Would you restate the listing word for word, with the images omitted?
┄┄┄┄┄┄
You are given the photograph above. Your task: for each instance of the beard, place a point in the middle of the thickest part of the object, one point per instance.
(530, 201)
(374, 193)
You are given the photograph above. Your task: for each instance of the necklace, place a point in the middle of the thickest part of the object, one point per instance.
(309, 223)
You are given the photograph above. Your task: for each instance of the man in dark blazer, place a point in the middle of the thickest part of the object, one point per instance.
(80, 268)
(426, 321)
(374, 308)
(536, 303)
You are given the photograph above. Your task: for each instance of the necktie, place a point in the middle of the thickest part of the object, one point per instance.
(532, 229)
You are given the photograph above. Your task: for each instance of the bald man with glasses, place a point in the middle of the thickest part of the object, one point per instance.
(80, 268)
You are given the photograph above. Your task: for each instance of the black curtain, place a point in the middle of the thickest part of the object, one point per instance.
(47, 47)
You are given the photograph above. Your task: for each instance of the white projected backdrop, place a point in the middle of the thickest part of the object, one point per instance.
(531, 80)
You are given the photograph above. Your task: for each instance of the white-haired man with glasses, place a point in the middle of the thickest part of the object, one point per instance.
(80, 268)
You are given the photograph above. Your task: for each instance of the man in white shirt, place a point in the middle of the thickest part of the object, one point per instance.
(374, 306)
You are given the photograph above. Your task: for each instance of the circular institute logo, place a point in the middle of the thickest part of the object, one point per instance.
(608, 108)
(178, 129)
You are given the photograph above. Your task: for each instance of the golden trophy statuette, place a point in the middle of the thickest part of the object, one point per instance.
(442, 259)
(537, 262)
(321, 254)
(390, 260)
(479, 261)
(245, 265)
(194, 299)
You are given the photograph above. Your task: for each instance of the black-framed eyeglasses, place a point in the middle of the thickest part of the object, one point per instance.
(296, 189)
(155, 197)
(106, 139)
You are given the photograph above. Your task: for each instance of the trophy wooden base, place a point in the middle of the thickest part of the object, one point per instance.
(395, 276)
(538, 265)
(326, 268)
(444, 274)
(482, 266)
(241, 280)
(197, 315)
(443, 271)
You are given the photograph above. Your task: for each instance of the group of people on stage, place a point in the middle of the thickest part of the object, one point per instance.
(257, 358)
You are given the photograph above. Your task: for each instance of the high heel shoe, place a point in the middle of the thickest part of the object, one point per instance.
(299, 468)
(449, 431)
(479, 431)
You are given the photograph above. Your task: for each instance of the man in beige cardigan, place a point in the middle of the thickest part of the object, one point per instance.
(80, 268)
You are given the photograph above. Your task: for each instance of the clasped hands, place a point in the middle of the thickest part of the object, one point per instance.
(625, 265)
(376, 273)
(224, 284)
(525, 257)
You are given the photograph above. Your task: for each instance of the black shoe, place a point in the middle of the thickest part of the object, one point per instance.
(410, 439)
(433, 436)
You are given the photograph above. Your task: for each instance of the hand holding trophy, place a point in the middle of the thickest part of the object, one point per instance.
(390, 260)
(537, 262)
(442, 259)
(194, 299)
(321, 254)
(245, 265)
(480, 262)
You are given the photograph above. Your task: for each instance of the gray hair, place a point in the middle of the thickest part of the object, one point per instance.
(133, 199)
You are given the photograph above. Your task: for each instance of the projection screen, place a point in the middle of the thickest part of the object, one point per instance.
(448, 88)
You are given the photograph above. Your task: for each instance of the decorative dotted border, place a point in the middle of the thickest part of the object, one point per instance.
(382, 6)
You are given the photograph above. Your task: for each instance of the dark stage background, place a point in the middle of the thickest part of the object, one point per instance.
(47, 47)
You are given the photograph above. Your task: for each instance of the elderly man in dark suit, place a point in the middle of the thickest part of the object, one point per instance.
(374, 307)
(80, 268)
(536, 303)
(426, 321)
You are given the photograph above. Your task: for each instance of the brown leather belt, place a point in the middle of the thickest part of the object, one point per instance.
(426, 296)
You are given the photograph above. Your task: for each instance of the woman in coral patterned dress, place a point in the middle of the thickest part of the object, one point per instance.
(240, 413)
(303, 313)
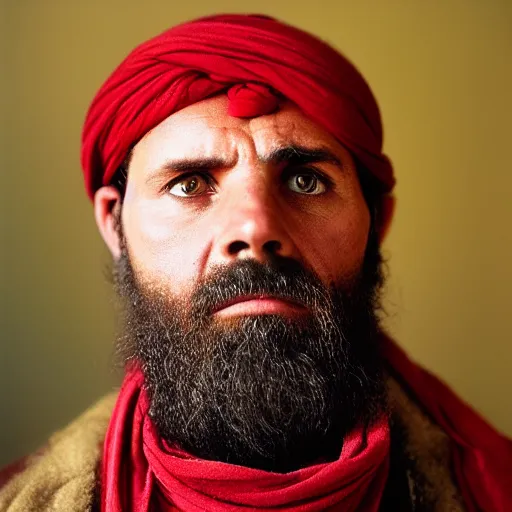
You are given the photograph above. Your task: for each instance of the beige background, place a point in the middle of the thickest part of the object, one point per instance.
(442, 72)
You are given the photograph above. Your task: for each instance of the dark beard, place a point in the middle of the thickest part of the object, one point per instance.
(259, 391)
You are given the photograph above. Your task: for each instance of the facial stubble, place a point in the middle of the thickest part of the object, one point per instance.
(265, 391)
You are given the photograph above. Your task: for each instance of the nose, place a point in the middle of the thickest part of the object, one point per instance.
(253, 227)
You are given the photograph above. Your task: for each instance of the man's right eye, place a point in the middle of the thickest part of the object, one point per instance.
(189, 186)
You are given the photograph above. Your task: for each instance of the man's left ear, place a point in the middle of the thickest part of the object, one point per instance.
(107, 205)
(385, 216)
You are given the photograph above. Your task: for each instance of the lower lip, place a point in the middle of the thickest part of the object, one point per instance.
(261, 307)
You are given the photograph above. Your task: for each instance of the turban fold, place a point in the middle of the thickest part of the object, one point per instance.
(254, 59)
┄┄┄┄┄┄
= Exercise solution =
You are given the photograph above. Your task: for each instance of the beard, place a point in the middle of the thickest part of the object, one point per instance.
(530, 201)
(374, 193)
You are given the photograph above. Your task: for each instance of the necklace, place a point in the middle of the thickest part of the object, one point per instance.
(309, 223)
You are given the photograph above. Your task: for each instance of the man in dark blazer, place a point in the middle of the thickest part of the object, one point per instance.
(80, 268)
(426, 321)
(374, 308)
(536, 303)
You are given the photograph above. Your task: for each instance of the necktie, place a point in the middle of the thickest part of the object, one point per instance.
(532, 229)
You are given the photograph above. Your task: for each instance of the bald man with glasses, place a point in the middle of the thickest part of the object, one point per instance.
(80, 268)
You are given the photograph above. Your task: for each instance of the black curtain, place a point in the middle of the thickest part of the object, one point per instance.
(47, 47)
You are given the photograph above. Your task: for each instance of the white projected backdrop, place a point in the middle of the thickest part of the object, one point per instance.
(531, 80)
You are given the photograph above. Your task: for each instance of the white-haired man with glasses, place a point in the middle of the thickest part of the object, one point per instance.
(80, 268)
You are given the photograph above. Your task: for each instance of the man in white shirt, place a point in the middle of the thickest part of the object, one point per instance.
(374, 306)
You are given the photograph above. Your task: for each instance of the circular institute logo, place a point in the middle of the thickest part of the object, one point per instance.
(608, 108)
(178, 129)
You are given the photograph above. Your task: for each instance of the golden trophy statuette, place a point in the middle of the thickest part of the object, one point per instance.
(442, 259)
(537, 262)
(321, 254)
(390, 260)
(479, 261)
(245, 265)
(194, 299)
You are given the photograph above. Your task: for each instance of the black-framed eyeglasses, place a point in the middle of the thickest part of the object, one point per instance.
(296, 189)
(155, 197)
(106, 139)
You are given the photograph above. Your task: for each instance of the trophy wooden base, place a point in the middle of the thickest part of the object, one point per instance.
(395, 276)
(538, 265)
(326, 268)
(444, 274)
(482, 266)
(241, 280)
(197, 315)
(443, 271)
You are given the photograph above. Your task: for each instance of the group of people on stage, place a point in the middle of the thickest part of the object, one point per instance.
(257, 358)
You are given the photograph above. Your task: for each instance of the high heel shoe, place a point in the middle of the thickest part of the object, one point per instance.
(299, 468)
(449, 431)
(479, 431)
You are given the photograph above. Your task: for each instance of the man in beige cardigan, place a point in the middle of the thickest part of the object, one point per instance.
(80, 268)
You are given the photograph above. Your task: for each instance of the clasped hands, place a point in the middle of the thickest part of the object, one point per instance.
(625, 265)
(376, 273)
(224, 284)
(525, 257)
You are given the photograph above. Your task: for each instance of the black shoe, place a point in the middle of the thickest part of the object, one point per instance.
(410, 439)
(433, 436)
You are given the photograph above. Your task: for each instance of the hand holding trophy, place a point in the middle of the thickest part of the object, one point per instance.
(390, 260)
(537, 262)
(442, 259)
(194, 299)
(321, 254)
(245, 265)
(480, 262)
You are given the photograph above. Your task: for each instance of the gray hair, place a point in the middle of the thickest part of the object, one point per instance.
(133, 199)
You are given the photograph above. Your task: for each instance of the projection screen, place a point in the middle of the thickest part of the object, one point per instance.
(448, 88)
You are given the photograph above. Your task: for each instance of the decorative dotted border, place a point in the middle of the thickest part of the object, one point per instance.
(382, 6)
You are given the photograph above. Your task: for each instance of the dark stage background, place a point in the middle of the thickest part of the object, one point per instance.
(47, 47)
You are given the photograph above. Your task: for each instance of the elderly man in dark suit, place a point in the middle of the thickest part of the object, one point per instance.
(374, 307)
(80, 268)
(536, 303)
(426, 321)
You are given the photograph above. Your task: for each instance of the brown leather belt, place a point in the middle of the thickest part of the object, one point per instance.
(426, 296)
You are given the photograph above. Your task: for each instance of the woman in coral patterned dress, place a point in the middle of the thickest part of the object, one point per instance.
(240, 413)
(303, 313)
You are given the photograph above. Your task: for each instance of the beige background, place a point in the middle of the thickest part of the object, one point per instance.
(442, 72)
You are given the photograph above. Your task: for each instance of the dark beard, place a point in the middle of the thickest part of the object, one point per instance.
(259, 391)
You are given the photograph above. Your task: for each instance of the facial stubble, place a point in the middle of the thickest part of the object, one point per instance.
(265, 391)
You are given the photograph above. Your task: for each instance of the nose, place a point in the middle of the thickest part of the object, one point per instance.
(253, 227)
You are given the photograph above. Your task: for each instance of the man's right eye, place a point in the middle of the thickest part of the object, one point per instance.
(189, 186)
You are given the photograph above. Your task: for each instance of the man's left ear, place a point in the middle of the thickest part of the object, one point per instance.
(107, 205)
(385, 216)
You are given the photograph above. Your task: for each instance of the lower lip, place a point in the middle of the thickest part of the object, one point per instance.
(261, 307)
You are given the photograph above. Your task: for each instance of the turban fold, place a point in the middle of the thickest part of the object, one point per instance.
(254, 59)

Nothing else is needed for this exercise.